── Exercise material ──

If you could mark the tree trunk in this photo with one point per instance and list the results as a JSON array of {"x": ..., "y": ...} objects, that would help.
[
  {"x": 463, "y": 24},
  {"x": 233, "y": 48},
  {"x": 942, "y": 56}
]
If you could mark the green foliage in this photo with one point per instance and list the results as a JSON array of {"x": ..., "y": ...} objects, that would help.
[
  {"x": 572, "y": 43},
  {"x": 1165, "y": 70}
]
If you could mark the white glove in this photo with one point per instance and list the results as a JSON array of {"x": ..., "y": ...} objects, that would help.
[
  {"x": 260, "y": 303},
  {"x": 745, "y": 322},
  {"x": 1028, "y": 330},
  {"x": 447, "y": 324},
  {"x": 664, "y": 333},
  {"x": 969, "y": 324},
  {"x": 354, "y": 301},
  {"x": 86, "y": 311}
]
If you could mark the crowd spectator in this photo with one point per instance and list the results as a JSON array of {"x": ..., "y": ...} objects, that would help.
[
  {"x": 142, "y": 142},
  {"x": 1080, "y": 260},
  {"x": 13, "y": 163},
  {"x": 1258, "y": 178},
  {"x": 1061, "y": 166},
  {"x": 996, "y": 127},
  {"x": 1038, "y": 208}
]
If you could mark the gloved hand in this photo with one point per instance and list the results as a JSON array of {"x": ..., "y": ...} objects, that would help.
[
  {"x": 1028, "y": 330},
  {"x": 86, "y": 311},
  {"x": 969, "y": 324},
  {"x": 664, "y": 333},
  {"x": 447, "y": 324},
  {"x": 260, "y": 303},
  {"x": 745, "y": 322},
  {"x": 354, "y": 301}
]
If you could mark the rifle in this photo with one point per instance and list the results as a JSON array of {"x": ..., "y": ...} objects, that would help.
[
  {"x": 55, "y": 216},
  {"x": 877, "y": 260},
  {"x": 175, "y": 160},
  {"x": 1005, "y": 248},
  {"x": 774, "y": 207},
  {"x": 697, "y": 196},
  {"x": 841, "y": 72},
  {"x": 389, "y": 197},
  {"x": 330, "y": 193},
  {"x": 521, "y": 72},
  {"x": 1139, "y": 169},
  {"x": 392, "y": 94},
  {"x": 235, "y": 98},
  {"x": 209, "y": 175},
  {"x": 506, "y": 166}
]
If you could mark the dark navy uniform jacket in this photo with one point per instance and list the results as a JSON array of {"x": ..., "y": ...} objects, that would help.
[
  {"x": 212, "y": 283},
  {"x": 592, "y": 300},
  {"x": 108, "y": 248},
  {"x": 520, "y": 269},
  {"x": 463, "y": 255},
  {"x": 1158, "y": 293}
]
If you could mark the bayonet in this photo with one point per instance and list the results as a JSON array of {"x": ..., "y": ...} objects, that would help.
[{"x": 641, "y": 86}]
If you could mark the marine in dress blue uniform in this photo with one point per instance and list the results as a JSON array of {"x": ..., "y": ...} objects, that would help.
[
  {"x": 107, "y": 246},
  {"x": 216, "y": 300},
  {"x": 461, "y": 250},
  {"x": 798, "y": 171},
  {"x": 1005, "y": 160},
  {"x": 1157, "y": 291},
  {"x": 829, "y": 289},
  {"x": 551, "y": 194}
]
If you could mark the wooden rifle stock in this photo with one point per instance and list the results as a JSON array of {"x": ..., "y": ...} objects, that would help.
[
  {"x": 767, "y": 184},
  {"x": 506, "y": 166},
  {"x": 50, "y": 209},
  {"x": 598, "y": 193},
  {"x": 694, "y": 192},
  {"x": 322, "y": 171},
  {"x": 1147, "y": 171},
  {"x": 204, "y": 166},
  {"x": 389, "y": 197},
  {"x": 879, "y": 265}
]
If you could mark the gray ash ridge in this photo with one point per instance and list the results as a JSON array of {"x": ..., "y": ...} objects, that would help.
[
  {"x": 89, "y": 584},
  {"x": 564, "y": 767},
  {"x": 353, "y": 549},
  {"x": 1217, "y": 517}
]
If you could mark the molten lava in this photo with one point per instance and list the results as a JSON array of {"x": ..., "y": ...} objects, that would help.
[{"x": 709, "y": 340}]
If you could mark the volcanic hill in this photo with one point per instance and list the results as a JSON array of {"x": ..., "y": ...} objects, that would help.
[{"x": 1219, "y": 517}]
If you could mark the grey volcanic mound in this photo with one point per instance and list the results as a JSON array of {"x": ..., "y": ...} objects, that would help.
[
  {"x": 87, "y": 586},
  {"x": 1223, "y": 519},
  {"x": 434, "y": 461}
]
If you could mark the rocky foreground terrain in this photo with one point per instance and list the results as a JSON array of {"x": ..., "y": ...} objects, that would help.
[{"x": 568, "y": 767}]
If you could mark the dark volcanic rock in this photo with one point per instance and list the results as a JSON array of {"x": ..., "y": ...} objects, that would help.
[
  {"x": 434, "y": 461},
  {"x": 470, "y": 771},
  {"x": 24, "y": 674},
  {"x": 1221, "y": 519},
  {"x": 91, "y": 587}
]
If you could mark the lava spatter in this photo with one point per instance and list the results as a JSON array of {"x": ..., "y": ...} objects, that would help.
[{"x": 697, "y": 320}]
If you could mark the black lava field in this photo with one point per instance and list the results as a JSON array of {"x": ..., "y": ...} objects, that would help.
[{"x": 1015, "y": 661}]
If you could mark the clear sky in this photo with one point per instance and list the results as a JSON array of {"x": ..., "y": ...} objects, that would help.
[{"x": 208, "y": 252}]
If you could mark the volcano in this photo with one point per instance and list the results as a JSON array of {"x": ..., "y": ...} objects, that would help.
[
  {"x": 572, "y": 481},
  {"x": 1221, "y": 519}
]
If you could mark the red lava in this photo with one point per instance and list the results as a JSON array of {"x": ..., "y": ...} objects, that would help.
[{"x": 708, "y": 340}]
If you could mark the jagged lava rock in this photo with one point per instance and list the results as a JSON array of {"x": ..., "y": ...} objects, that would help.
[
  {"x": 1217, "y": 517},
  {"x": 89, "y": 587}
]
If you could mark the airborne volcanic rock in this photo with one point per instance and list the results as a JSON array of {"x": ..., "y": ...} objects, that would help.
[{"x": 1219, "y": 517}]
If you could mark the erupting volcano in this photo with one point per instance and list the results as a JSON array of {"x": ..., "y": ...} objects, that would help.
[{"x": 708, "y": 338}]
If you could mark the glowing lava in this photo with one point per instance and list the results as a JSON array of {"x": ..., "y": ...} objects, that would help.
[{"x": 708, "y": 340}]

───

▸ Directions for this task
Retype every entry exactly as it stands.

▸ Solution for this exercise
If you could mark the tree trunk in this photo with one point per instance and list the results as a JSON array of {"x": ..., "y": ...} objects, that would help.
[
  {"x": 463, "y": 24},
  {"x": 233, "y": 48},
  {"x": 942, "y": 56}
]
If you could mark the green foliage in this photo with one point per instance and list the results as a JSON array of {"x": ..., "y": ...} objects, that would help.
[
  {"x": 572, "y": 43},
  {"x": 1165, "y": 70}
]
If you could mark the white glove in this photo with one point per instance and list the results as a JSON array of {"x": ..., "y": ...} objects, that would help.
[
  {"x": 260, "y": 303},
  {"x": 745, "y": 322},
  {"x": 1028, "y": 330},
  {"x": 447, "y": 324},
  {"x": 664, "y": 333},
  {"x": 969, "y": 324},
  {"x": 354, "y": 301},
  {"x": 86, "y": 311}
]
If you could mark the crowd spectator in this photo with one point per instance and list the results as a JSON array of {"x": ..., "y": ...} objects, that would help.
[
  {"x": 142, "y": 142},
  {"x": 1080, "y": 260},
  {"x": 13, "y": 163},
  {"x": 1258, "y": 178},
  {"x": 1061, "y": 166},
  {"x": 996, "y": 127},
  {"x": 1038, "y": 208}
]
If you could mark the gloved hand in this photo with one point per instance and list the results as a JSON array of {"x": ..., "y": ...} objects, that would help.
[
  {"x": 1028, "y": 330},
  {"x": 86, "y": 311},
  {"x": 969, "y": 324},
  {"x": 664, "y": 333},
  {"x": 447, "y": 324},
  {"x": 260, "y": 303},
  {"x": 745, "y": 322},
  {"x": 354, "y": 301}
]
If you could mark the rifle in this photo with one point per instance and list the results as a JSON array of {"x": ..., "y": ...} objects, that would help.
[
  {"x": 55, "y": 216},
  {"x": 877, "y": 260},
  {"x": 175, "y": 160},
  {"x": 1005, "y": 248},
  {"x": 774, "y": 207},
  {"x": 697, "y": 196},
  {"x": 841, "y": 72},
  {"x": 389, "y": 197},
  {"x": 330, "y": 193},
  {"x": 521, "y": 72},
  {"x": 1139, "y": 169},
  {"x": 392, "y": 94},
  {"x": 235, "y": 98},
  {"x": 209, "y": 175},
  {"x": 506, "y": 166}
]
If you could mark the dark navy uniform jacket in this photo with one point per instance and list the results as a JSON array of {"x": ..., "y": ...} objects, that would help.
[
  {"x": 212, "y": 283},
  {"x": 592, "y": 300},
  {"x": 108, "y": 248},
  {"x": 520, "y": 269},
  {"x": 463, "y": 255},
  {"x": 1158, "y": 293}
]
If you could mark the bayonet in this photo with one point per instance and list the results as a JSON array of {"x": ..., "y": ...} objects, that would help.
[{"x": 641, "y": 86}]
If you could mark the marine in dress blue uniform in this photo with one point per instance and list the results as a JSON array of {"x": ..., "y": ...} objects, that would help.
[
  {"x": 107, "y": 246},
  {"x": 216, "y": 300},
  {"x": 461, "y": 250},
  {"x": 798, "y": 171},
  {"x": 1005, "y": 160},
  {"x": 1157, "y": 291},
  {"x": 829, "y": 289},
  {"x": 551, "y": 194}
]
If you could mark the wooden rifle stock in this photo with one point per instance and list the results as a JSON array of {"x": ..., "y": ...} objects, that would help.
[
  {"x": 767, "y": 184},
  {"x": 506, "y": 166},
  {"x": 50, "y": 209},
  {"x": 598, "y": 193},
  {"x": 694, "y": 192},
  {"x": 322, "y": 171},
  {"x": 1147, "y": 171},
  {"x": 204, "y": 166},
  {"x": 389, "y": 197},
  {"x": 879, "y": 265}
]
If you could mark the gray ash ridge in this photo with one point per instance and list the results as a JSON array of {"x": ..., "y": ...} objects, that would help.
[
  {"x": 89, "y": 584},
  {"x": 564, "y": 767},
  {"x": 353, "y": 549},
  {"x": 1217, "y": 517}
]
If you could mark the molten lava in this photo with one point per instance and list the results as a JSON array of {"x": ..., "y": ...} objects, that would help.
[{"x": 709, "y": 340}]
If you could mark the volcanic hill in this photo with one point per instance and list the results as a JSON array of {"x": ..., "y": ...} objects, that would help.
[{"x": 1219, "y": 517}]
If you could mark the grey volcanic mound in this photo with one point per instance and list the results as a JSON array of {"x": ..., "y": ...} objects, that would help.
[
  {"x": 87, "y": 586},
  {"x": 1223, "y": 519},
  {"x": 434, "y": 461}
]
If you could mark the rocky foreground terrain in this photo with one point per instance and list the results as a JSON array of {"x": ..., "y": ...} objects, that would help.
[{"x": 568, "y": 767}]
If you could mark the dark volcanic rock in this photo with one point per instance and list the results as a JSON array of {"x": ..., "y": ...} objects, that would help.
[
  {"x": 434, "y": 461},
  {"x": 470, "y": 771},
  {"x": 24, "y": 674},
  {"x": 1221, "y": 519},
  {"x": 91, "y": 587}
]
If you could mark the lava spatter in this photo with one point per instance and list the results as a JSON array of {"x": ..., "y": ...} objects, that would help.
[{"x": 697, "y": 320}]
If you could mark the black lava field in this photo with one point per instance and list the results as a JSON array of {"x": ..., "y": ...} objects, that would help.
[{"x": 1015, "y": 661}]
If you could mark the clear sky in this photo with one point per instance and list the results as a JSON array of {"x": ..., "y": ...} objects, that would help.
[{"x": 208, "y": 252}]
If you could mark the volcano in this photo with one point per instance and list the results as a JSON array of {"x": ..., "y": ...} objects, that would help.
[
  {"x": 572, "y": 481},
  {"x": 1221, "y": 519}
]
If you could mark the red lava in this photo with one point per instance and list the results as a JSON array of {"x": ..., "y": ...} objects, that would help.
[{"x": 708, "y": 340}]
If you could mark the jagged lava rock in this photo with one point per instance and list the results as a JSON array of {"x": ..., "y": ...} objects, that would help.
[
  {"x": 1217, "y": 517},
  {"x": 89, "y": 587}
]
If you could mark the airborne volcanic rock in this photo with one point per instance and list the results as a JSON array of {"x": ..., "y": ...} objects, that would help.
[{"x": 1219, "y": 517}]
If you could mark the erupting volcano in this photo with one point per instance and list the results as a JSON array of {"x": ..., "y": ...} objects, that would help.
[{"x": 708, "y": 338}]
If you could mark the glowing lava in this photo with one point per instance and list the results as a JSON array of {"x": ..., "y": ...} objects, that would help.
[{"x": 708, "y": 340}]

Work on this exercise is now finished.